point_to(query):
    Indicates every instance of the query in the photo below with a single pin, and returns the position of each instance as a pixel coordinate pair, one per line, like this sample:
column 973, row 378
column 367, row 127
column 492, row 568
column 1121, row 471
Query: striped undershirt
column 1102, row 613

TO DO » Copy every line of the records above without changing a character, keeping the lines in their original order.

RESPONSE FOR THIS EXERCISE »
point_to(query):
    Indicates every instance of the query in the photo below with a single pin, and returns the position of each instance as a pixel coordinate pair, one per line, like this sample:
column 973, row 378
column 367, row 127
column 492, row 568
column 1121, row 471
Query: striped undershirt
column 1102, row 613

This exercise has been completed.